* The task:
Repeat each entry word for word.

[Exercise materials — start]

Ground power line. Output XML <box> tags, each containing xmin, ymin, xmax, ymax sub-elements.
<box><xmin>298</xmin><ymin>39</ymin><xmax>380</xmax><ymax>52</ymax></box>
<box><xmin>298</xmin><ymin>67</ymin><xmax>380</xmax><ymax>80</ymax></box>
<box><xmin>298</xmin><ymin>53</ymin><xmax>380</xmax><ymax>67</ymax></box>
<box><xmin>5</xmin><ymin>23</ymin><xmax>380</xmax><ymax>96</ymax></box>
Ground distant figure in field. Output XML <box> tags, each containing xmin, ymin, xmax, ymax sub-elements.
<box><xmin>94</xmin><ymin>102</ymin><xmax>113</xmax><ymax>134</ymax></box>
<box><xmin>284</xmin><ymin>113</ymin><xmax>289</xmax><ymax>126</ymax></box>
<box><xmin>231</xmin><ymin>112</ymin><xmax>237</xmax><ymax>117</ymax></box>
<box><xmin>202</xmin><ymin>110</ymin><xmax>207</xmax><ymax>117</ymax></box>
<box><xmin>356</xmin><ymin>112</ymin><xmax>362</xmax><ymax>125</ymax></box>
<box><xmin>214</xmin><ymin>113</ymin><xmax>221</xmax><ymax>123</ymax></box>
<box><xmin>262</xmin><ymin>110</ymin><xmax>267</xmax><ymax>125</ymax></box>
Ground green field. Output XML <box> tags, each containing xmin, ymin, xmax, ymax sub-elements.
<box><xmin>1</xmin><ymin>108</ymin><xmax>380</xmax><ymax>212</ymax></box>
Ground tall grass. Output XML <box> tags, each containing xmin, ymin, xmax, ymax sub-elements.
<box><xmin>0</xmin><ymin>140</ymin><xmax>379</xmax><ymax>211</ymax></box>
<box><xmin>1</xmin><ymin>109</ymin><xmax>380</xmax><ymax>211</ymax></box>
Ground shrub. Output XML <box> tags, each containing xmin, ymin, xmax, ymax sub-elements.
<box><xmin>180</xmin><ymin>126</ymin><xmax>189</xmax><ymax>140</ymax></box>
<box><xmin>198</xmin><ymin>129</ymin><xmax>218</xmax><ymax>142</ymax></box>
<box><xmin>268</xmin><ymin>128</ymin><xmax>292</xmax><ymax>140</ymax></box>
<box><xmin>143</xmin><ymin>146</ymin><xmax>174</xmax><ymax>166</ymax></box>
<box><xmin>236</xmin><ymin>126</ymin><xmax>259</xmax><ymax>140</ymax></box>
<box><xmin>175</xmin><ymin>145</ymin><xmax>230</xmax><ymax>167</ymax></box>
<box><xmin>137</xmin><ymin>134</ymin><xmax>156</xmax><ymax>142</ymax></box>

[Exercise materials — finish]

* Solution to this problem:
Ground power line. Output XML <box> tags, each containing xmin, ymin, xmax, ymax sub-elements.
<box><xmin>298</xmin><ymin>39</ymin><xmax>380</xmax><ymax>52</ymax></box>
<box><xmin>298</xmin><ymin>67</ymin><xmax>380</xmax><ymax>80</ymax></box>
<box><xmin>298</xmin><ymin>53</ymin><xmax>380</xmax><ymax>67</ymax></box>
<box><xmin>5</xmin><ymin>23</ymin><xmax>380</xmax><ymax>96</ymax></box>
Ground distant figure in field. Output XML <box> tags, each containing xmin, ymin, xmax, ymax sub-elements.
<box><xmin>94</xmin><ymin>102</ymin><xmax>113</xmax><ymax>134</ymax></box>
<box><xmin>284</xmin><ymin>113</ymin><xmax>289</xmax><ymax>126</ymax></box>
<box><xmin>231</xmin><ymin>112</ymin><xmax>237</xmax><ymax>117</ymax></box>
<box><xmin>202</xmin><ymin>110</ymin><xmax>207</xmax><ymax>117</ymax></box>
<box><xmin>356</xmin><ymin>112</ymin><xmax>362</xmax><ymax>125</ymax></box>
<box><xmin>214</xmin><ymin>113</ymin><xmax>221</xmax><ymax>123</ymax></box>
<box><xmin>262</xmin><ymin>110</ymin><xmax>267</xmax><ymax>125</ymax></box>
Ground green field. Output XML <box> tags, each containing xmin, ymin, xmax, ymax sub-elements.
<box><xmin>1</xmin><ymin>108</ymin><xmax>380</xmax><ymax>212</ymax></box>
Ground tall grass. Output XML <box> tags, each containing xmin, ymin, xmax, ymax sub-elements.
<box><xmin>0</xmin><ymin>140</ymin><xmax>379</xmax><ymax>211</ymax></box>
<box><xmin>1</xmin><ymin>109</ymin><xmax>380</xmax><ymax>211</ymax></box>
Ground shrub. Output XML <box> tags, each containing xmin, ymin, xmax, ymax sub-elements.
<box><xmin>180</xmin><ymin>126</ymin><xmax>189</xmax><ymax>140</ymax></box>
<box><xmin>198</xmin><ymin>129</ymin><xmax>218</xmax><ymax>142</ymax></box>
<box><xmin>268</xmin><ymin>128</ymin><xmax>292</xmax><ymax>140</ymax></box>
<box><xmin>143</xmin><ymin>146</ymin><xmax>174</xmax><ymax>166</ymax></box>
<box><xmin>236</xmin><ymin>126</ymin><xmax>259</xmax><ymax>140</ymax></box>
<box><xmin>175</xmin><ymin>145</ymin><xmax>230</xmax><ymax>167</ymax></box>
<box><xmin>137</xmin><ymin>134</ymin><xmax>156</xmax><ymax>142</ymax></box>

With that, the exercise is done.